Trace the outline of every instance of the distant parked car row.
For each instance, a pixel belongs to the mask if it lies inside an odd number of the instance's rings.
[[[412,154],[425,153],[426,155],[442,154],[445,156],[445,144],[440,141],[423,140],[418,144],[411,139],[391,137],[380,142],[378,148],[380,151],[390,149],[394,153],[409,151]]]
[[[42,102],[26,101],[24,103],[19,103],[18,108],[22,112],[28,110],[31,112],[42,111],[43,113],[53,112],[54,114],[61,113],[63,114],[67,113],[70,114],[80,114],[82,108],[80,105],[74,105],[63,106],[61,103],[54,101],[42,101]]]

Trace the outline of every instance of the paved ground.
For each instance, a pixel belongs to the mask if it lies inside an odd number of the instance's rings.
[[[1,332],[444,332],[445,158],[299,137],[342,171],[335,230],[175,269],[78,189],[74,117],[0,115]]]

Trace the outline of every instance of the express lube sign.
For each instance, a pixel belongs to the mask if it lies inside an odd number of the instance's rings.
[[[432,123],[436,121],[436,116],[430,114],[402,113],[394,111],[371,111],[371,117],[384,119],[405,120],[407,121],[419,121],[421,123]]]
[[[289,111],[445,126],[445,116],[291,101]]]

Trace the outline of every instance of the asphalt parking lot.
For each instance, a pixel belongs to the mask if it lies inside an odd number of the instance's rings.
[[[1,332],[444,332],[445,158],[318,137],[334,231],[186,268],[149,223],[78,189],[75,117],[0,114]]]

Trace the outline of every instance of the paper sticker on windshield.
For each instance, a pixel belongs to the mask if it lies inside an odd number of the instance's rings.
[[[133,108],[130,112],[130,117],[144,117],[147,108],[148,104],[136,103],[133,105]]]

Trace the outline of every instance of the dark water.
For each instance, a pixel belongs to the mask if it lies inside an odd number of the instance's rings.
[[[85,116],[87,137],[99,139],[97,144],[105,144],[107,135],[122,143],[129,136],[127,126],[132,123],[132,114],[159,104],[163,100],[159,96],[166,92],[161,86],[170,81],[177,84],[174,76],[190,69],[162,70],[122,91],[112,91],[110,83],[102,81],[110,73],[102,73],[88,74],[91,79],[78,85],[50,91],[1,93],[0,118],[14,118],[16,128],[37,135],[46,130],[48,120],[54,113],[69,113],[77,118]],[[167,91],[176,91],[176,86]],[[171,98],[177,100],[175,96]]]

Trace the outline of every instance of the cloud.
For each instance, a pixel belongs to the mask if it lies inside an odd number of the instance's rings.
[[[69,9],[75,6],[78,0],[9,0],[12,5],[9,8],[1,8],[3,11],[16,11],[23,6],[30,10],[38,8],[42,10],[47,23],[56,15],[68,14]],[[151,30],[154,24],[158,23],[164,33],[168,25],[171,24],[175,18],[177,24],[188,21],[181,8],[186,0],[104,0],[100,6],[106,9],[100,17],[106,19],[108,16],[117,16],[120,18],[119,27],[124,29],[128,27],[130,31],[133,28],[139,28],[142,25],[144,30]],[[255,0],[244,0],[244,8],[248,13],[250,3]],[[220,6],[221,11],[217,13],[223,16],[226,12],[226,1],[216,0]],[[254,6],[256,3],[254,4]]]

○ ○ ○ ○

Copy out all of the material above, substituting "Draw" for each occurrence of "Trace" and keeping everything else the same.

* _Response for this exercise_
Draw the outline of every instance of the distant parked car row.
For each instance, a pixel belongs to the mask if it lies inside an odd number of the instance's rings.
[[[412,154],[425,153],[426,155],[442,154],[445,156],[445,144],[440,141],[423,140],[418,144],[411,139],[391,137],[380,142],[378,148],[380,151],[390,149],[394,153],[409,151]]]
[[[42,102],[26,101],[24,103],[19,103],[18,108],[22,112],[28,110],[31,112],[42,111],[43,113],[53,112],[54,114],[61,113],[63,114],[67,113],[70,114],[80,114],[82,108],[80,105],[74,105],[63,106],[61,103],[54,101],[42,101]]]

Draw the outline of every instance of the paved ground.
For each instance, a pixel belongs to the mask if it lies inside an odd number of the instance's rings.
[[[1,332],[444,332],[445,158],[299,137],[342,171],[335,230],[175,269],[78,189],[74,117],[0,115]]]

Draw the outline of every instance of the express lube sign.
For each instance, a pixel belongs to the mask if it lies inside an odd number of the instance's rings.
[[[432,123],[436,121],[436,116],[430,114],[402,113],[394,111],[371,111],[371,117],[384,119],[405,120],[407,121],[419,121],[421,123]]]
[[[289,111],[445,126],[445,116],[291,101]]]

Draw the outline of every instance of the asphalt parking lot.
For each instance, a pixel belongs to the mask if it lies inside an odd number of the instance's rings.
[[[1,332],[444,332],[445,158],[318,137],[334,231],[186,268],[149,223],[78,189],[75,117],[0,114]]]

Draw the outline of every instance of the paper sticker on windshield.
For each instance, a pixel belongs to the mask if it lies inside an odd number of the instance's rings.
[[[133,108],[130,112],[130,117],[144,117],[147,108],[148,104],[136,103],[133,105]]]

Draw the outline of every instance of the dark water.
For each instance, a pixel belongs to the mask if it lies inside an odd number of the instance's rings.
[[[85,116],[87,137],[99,139],[97,144],[105,144],[107,135],[122,143],[129,136],[127,126],[132,123],[132,114],[159,104],[163,100],[159,96],[166,92],[161,86],[170,81],[177,84],[174,76],[190,69],[162,70],[122,91],[112,91],[110,83],[102,81],[110,73],[102,73],[88,74],[91,79],[78,85],[50,91],[1,93],[0,118],[14,118],[16,128],[37,135],[46,130],[48,120],[54,113],[69,113],[77,118]],[[167,91],[176,91],[176,86]],[[171,98],[177,100],[175,96]]]

Draw the outline of every instance of the cloud.
For each instance, a pixel belongs to the mask if it lies inside an odd number of the instance's rings.
[[[69,9],[75,6],[78,0],[9,0],[12,5],[9,8],[1,8],[3,11],[16,11],[23,6],[30,10],[38,8],[42,10],[47,23],[56,15],[68,14]],[[151,30],[154,24],[158,23],[164,33],[168,25],[171,24],[175,18],[177,24],[188,21],[181,8],[186,0],[104,0],[100,6],[106,9],[100,17],[106,19],[108,16],[117,16],[120,18],[119,27],[124,29],[128,27],[130,31],[133,28],[139,28],[142,25],[144,30]],[[255,0],[244,0],[244,8],[248,13],[250,3]],[[220,6],[221,11],[217,13],[223,16],[226,12],[226,1],[216,0]],[[254,6],[256,3],[254,4]]]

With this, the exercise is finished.